■ MATERIAL:
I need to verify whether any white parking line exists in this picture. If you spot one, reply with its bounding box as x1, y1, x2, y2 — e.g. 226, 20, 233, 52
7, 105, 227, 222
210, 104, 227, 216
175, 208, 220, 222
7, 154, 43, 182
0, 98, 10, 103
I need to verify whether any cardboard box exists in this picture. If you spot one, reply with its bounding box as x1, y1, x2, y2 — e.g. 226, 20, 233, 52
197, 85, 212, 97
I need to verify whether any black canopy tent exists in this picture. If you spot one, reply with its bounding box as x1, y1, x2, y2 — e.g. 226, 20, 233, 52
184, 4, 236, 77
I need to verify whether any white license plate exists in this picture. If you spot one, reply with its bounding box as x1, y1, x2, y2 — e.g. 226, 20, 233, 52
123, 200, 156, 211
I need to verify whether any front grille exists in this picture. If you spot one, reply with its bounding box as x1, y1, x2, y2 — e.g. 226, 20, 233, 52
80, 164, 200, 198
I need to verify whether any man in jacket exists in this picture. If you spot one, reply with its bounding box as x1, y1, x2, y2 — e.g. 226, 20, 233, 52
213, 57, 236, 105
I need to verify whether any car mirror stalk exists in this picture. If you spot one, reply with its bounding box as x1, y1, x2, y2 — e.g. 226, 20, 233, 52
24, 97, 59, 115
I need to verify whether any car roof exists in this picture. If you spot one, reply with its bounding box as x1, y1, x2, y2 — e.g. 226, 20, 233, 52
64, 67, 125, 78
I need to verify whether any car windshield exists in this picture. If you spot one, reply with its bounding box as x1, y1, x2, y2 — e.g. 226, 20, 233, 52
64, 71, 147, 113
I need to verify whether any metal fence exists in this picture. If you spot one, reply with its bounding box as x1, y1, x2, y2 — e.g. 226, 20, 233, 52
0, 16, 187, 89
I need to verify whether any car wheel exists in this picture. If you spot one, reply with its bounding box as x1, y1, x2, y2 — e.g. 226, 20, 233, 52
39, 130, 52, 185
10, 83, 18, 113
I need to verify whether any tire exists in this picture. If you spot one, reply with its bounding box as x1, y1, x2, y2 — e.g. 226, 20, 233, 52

■ OBJECTIVE: Rewrite the data from the line containing "I need to verify whether any black" to the line containing "213, 57, 236, 105", both included. Shift every bounding-box coordinate that stands on a line of its own by -96, and leave all other lines and numbers unchanged.

■ EXERCISE ANSWER:
I need to verify whether any black canopy tent exists in this picture. If you spot one, reply with its bounding box as x1, y1, x2, y2 — e.g. 226, 20, 233, 52
88, -92, 140, -19
I need to verify whether any white license plate exists in this picture. If you spot one, reply with its bounding box as x1, y1, x2, y2 — e.g. 226, 20, 233, 52
27, 104, 60, 115
I need to verify whether any front grille exists in this picture. If you spot one, reply with its bounding box as x1, y1, x2, y2 — e.g. 226, 20, 233, 52
-16, 68, 104, 102
I need to verify whether any man in jacket exists in this picture. If you spot one, reply with its bounding box as x1, y1, x2, y2 — e.g. 226, 20, 233, 52
117, -39, 140, 9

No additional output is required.